(Collected data)
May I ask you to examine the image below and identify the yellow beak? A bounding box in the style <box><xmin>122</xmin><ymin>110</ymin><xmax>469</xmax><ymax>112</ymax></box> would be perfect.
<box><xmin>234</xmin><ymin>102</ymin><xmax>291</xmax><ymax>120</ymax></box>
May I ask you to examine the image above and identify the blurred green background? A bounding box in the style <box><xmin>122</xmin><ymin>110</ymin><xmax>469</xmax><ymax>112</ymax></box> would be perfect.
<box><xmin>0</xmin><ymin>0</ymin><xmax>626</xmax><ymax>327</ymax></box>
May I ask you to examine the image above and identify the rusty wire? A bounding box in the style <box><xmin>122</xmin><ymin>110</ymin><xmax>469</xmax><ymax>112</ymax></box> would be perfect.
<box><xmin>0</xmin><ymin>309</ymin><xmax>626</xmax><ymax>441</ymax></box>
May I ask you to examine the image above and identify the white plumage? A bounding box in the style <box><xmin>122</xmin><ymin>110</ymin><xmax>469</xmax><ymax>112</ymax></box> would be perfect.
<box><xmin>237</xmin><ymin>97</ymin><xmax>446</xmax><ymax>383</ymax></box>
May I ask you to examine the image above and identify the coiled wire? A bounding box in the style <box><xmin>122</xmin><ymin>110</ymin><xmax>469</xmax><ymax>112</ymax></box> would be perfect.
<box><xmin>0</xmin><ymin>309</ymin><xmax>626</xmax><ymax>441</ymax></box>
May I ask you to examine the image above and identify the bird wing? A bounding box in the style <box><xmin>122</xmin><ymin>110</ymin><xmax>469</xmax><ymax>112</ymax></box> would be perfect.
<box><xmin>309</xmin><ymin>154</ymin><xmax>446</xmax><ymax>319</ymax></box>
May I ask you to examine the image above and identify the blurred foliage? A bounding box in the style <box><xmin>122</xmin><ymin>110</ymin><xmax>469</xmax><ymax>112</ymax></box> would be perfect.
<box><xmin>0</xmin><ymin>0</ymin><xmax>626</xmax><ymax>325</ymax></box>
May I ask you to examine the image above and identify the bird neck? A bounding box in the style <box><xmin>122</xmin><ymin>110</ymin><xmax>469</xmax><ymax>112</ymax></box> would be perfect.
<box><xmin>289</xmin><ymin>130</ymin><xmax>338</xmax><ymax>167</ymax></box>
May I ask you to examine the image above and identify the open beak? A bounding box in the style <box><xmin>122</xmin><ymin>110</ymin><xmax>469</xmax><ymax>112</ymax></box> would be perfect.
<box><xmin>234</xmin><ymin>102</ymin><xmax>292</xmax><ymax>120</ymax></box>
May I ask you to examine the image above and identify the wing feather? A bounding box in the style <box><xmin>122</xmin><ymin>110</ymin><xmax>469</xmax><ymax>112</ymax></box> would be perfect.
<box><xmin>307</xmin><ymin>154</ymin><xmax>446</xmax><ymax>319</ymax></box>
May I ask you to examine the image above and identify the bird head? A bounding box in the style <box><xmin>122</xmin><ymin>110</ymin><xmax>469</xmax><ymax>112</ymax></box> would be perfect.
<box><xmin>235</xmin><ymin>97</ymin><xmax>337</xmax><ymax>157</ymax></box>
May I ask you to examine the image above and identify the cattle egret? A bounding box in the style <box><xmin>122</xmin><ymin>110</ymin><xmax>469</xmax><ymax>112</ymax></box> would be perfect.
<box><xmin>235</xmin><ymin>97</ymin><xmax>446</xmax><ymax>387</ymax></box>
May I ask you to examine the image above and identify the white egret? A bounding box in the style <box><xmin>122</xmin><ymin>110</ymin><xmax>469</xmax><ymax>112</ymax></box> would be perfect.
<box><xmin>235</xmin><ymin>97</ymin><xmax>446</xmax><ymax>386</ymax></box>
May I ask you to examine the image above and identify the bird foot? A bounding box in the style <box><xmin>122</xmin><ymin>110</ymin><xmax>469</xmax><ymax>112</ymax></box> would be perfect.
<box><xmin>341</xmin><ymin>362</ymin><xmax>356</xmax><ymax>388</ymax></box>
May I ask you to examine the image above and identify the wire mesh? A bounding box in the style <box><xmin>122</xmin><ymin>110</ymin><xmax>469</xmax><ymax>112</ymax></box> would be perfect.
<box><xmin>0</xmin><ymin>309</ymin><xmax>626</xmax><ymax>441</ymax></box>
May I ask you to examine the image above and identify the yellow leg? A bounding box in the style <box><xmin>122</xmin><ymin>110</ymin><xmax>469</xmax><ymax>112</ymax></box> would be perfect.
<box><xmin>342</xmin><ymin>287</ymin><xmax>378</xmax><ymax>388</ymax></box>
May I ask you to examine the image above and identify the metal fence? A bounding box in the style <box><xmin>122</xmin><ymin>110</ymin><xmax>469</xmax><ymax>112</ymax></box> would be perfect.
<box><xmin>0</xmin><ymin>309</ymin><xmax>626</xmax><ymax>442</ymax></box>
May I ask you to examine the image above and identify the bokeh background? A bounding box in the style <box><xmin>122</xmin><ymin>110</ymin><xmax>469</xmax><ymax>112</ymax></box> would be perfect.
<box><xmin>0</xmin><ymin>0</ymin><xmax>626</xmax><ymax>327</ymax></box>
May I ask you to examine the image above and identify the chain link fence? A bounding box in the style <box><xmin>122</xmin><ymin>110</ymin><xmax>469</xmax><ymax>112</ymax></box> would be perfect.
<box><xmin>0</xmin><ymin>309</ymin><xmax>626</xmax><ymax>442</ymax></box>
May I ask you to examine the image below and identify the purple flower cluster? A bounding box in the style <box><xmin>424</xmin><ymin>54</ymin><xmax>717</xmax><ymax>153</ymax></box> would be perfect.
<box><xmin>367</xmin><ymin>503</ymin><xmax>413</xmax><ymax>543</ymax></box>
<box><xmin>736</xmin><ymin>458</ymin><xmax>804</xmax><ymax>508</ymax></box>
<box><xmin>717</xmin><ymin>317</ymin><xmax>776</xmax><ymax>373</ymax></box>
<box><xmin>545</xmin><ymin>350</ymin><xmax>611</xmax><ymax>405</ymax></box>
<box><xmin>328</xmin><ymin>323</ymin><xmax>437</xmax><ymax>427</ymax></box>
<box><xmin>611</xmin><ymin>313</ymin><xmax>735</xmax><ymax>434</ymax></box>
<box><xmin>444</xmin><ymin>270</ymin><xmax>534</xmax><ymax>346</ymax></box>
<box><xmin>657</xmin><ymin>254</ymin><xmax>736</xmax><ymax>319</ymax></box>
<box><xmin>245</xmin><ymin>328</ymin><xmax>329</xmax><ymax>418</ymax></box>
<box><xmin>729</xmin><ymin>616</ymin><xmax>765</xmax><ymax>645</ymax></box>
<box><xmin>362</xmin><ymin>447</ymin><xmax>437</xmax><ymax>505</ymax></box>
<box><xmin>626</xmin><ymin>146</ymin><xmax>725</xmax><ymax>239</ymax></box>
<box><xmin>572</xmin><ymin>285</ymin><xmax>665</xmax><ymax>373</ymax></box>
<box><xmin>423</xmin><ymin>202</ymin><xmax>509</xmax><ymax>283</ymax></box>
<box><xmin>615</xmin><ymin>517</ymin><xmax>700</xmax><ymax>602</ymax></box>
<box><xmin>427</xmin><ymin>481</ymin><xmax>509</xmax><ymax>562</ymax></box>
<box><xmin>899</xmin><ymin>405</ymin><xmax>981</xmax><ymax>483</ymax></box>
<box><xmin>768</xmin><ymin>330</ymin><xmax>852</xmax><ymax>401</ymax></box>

◆ What is needed:
Copy out each line exactly.

◆ Worked solution:
May I ask you to examine the image below and identify the yellow beak? A bounding box in the style <box><xmin>122</xmin><ymin>110</ymin><xmax>469</xmax><ymax>112</ymax></box> would be perfect.
<box><xmin>234</xmin><ymin>102</ymin><xmax>291</xmax><ymax>120</ymax></box>
May I ask you to examine the image above and identify the blurred green background? A bounding box in the style <box><xmin>122</xmin><ymin>110</ymin><xmax>469</xmax><ymax>112</ymax></box> would be perfect.
<box><xmin>0</xmin><ymin>0</ymin><xmax>626</xmax><ymax>327</ymax></box>
May I ask you to examine the image above and identify the rusty wire? A bounding box in the style <box><xmin>122</xmin><ymin>110</ymin><xmax>469</xmax><ymax>112</ymax></box> would be perfect.
<box><xmin>0</xmin><ymin>309</ymin><xmax>626</xmax><ymax>441</ymax></box>
May I ask you to examine the image above and identify the white plumage? A bounding box in the style <box><xmin>122</xmin><ymin>110</ymin><xmax>469</xmax><ymax>112</ymax></box> would be perfect.
<box><xmin>237</xmin><ymin>97</ymin><xmax>446</xmax><ymax>383</ymax></box>
May I ask you to examine the image above and identify the coiled wire? A bounding box in the style <box><xmin>122</xmin><ymin>110</ymin><xmax>469</xmax><ymax>112</ymax></box> would be perfect.
<box><xmin>0</xmin><ymin>309</ymin><xmax>626</xmax><ymax>441</ymax></box>
May I ask you to examine the image above and identify the bird wing? A bounding box in the style <box><xmin>122</xmin><ymin>110</ymin><xmax>469</xmax><ymax>112</ymax></box> would be perfect.
<box><xmin>309</xmin><ymin>154</ymin><xmax>446</xmax><ymax>319</ymax></box>
May I ask you to examine the image above and identify the blurred foliage? A bounding box in the style <box><xmin>122</xmin><ymin>110</ymin><xmax>469</xmax><ymax>112</ymax></box> would be perfect.
<box><xmin>0</xmin><ymin>0</ymin><xmax>626</xmax><ymax>325</ymax></box>
May I ask you to examine the image above and identify the bird neck? A bounding box in the style <box><xmin>122</xmin><ymin>110</ymin><xmax>469</xmax><ymax>112</ymax></box> would be perfect.
<box><xmin>289</xmin><ymin>130</ymin><xmax>338</xmax><ymax>167</ymax></box>
May I ask you to examine the image above and identify the open beak? A bounding box in the style <box><xmin>122</xmin><ymin>110</ymin><xmax>469</xmax><ymax>112</ymax></box> would be perfect.
<box><xmin>234</xmin><ymin>102</ymin><xmax>292</xmax><ymax>120</ymax></box>
May I ask you to examine the image above and identify the wing feather? A bounding box in the style <box><xmin>122</xmin><ymin>110</ymin><xmax>469</xmax><ymax>112</ymax></box> would be perfect.
<box><xmin>307</xmin><ymin>154</ymin><xmax>446</xmax><ymax>319</ymax></box>
May I ask you to examine the image above and identify the bird head? A bounding box in the style <box><xmin>122</xmin><ymin>110</ymin><xmax>469</xmax><ymax>112</ymax></box> would be perfect.
<box><xmin>235</xmin><ymin>97</ymin><xmax>337</xmax><ymax>157</ymax></box>
May I ask you to examine the image above and identify the cattle egret? A bounding box in the style <box><xmin>122</xmin><ymin>110</ymin><xmax>469</xmax><ymax>112</ymax></box> would be perfect.
<box><xmin>235</xmin><ymin>97</ymin><xmax>446</xmax><ymax>387</ymax></box>
May I ask you to examine the image above and identify the white egret? A bounding box in the style <box><xmin>122</xmin><ymin>110</ymin><xmax>469</xmax><ymax>112</ymax></box> would be perfect.
<box><xmin>235</xmin><ymin>97</ymin><xmax>446</xmax><ymax>386</ymax></box>
May I ask you to examine the image above and identify the bird foot? A bounding box in the style <box><xmin>122</xmin><ymin>110</ymin><xmax>469</xmax><ymax>112</ymax></box> would be perfect.
<box><xmin>341</xmin><ymin>362</ymin><xmax>356</xmax><ymax>388</ymax></box>
May I ask you to examine the image above and identify the wire mesh? A bounding box in the style <box><xmin>122</xmin><ymin>110</ymin><xmax>469</xmax><ymax>112</ymax></box> would be perfect.
<box><xmin>0</xmin><ymin>309</ymin><xmax>626</xmax><ymax>441</ymax></box>
May I ask you to examine the image above and identify the yellow leg? A bounding box in the style <box><xmin>122</xmin><ymin>110</ymin><xmax>469</xmax><ymax>112</ymax></box> would be perfect.
<box><xmin>342</xmin><ymin>287</ymin><xmax>378</xmax><ymax>388</ymax></box>
May I ask you to examine the image above and identify the metal fence? A bounding box in the style <box><xmin>122</xmin><ymin>110</ymin><xmax>469</xmax><ymax>112</ymax></box> would be perfect.
<box><xmin>0</xmin><ymin>309</ymin><xmax>626</xmax><ymax>442</ymax></box>
May I ask you to examine the image above and identify the bokeh background? A bounding box in the style <box><xmin>122</xmin><ymin>110</ymin><xmax>469</xmax><ymax>112</ymax></box> would be perfect.
<box><xmin>0</xmin><ymin>0</ymin><xmax>626</xmax><ymax>327</ymax></box>
May I ask you to examine the image above and identify the chain link fence? A bounding box in the style <box><xmin>122</xmin><ymin>110</ymin><xmax>469</xmax><ymax>112</ymax></box> would be perfect.
<box><xmin>0</xmin><ymin>309</ymin><xmax>626</xmax><ymax>442</ymax></box>
May I ask you to examine the image below and identify the purple flower cluster? A bounding box in the style <box><xmin>424</xmin><ymin>54</ymin><xmax>717</xmax><ymax>153</ymax></box> would be perfect.
<box><xmin>367</xmin><ymin>503</ymin><xmax>413</xmax><ymax>543</ymax></box>
<box><xmin>736</xmin><ymin>458</ymin><xmax>804</xmax><ymax>508</ymax></box>
<box><xmin>717</xmin><ymin>317</ymin><xmax>776</xmax><ymax>373</ymax></box>
<box><xmin>545</xmin><ymin>350</ymin><xmax>611</xmax><ymax>405</ymax></box>
<box><xmin>328</xmin><ymin>323</ymin><xmax>437</xmax><ymax>427</ymax></box>
<box><xmin>611</xmin><ymin>313</ymin><xmax>735</xmax><ymax>434</ymax></box>
<box><xmin>444</xmin><ymin>270</ymin><xmax>534</xmax><ymax>346</ymax></box>
<box><xmin>657</xmin><ymin>254</ymin><xmax>736</xmax><ymax>319</ymax></box>
<box><xmin>245</xmin><ymin>328</ymin><xmax>329</xmax><ymax>418</ymax></box>
<box><xmin>729</xmin><ymin>616</ymin><xmax>765</xmax><ymax>645</ymax></box>
<box><xmin>362</xmin><ymin>447</ymin><xmax>437</xmax><ymax>505</ymax></box>
<box><xmin>626</xmin><ymin>146</ymin><xmax>725</xmax><ymax>239</ymax></box>
<box><xmin>572</xmin><ymin>285</ymin><xmax>665</xmax><ymax>373</ymax></box>
<box><xmin>423</xmin><ymin>202</ymin><xmax>509</xmax><ymax>283</ymax></box>
<box><xmin>615</xmin><ymin>517</ymin><xmax>700</xmax><ymax>602</ymax></box>
<box><xmin>427</xmin><ymin>481</ymin><xmax>509</xmax><ymax>562</ymax></box>
<box><xmin>899</xmin><ymin>405</ymin><xmax>981</xmax><ymax>483</ymax></box>
<box><xmin>768</xmin><ymin>330</ymin><xmax>852</xmax><ymax>401</ymax></box>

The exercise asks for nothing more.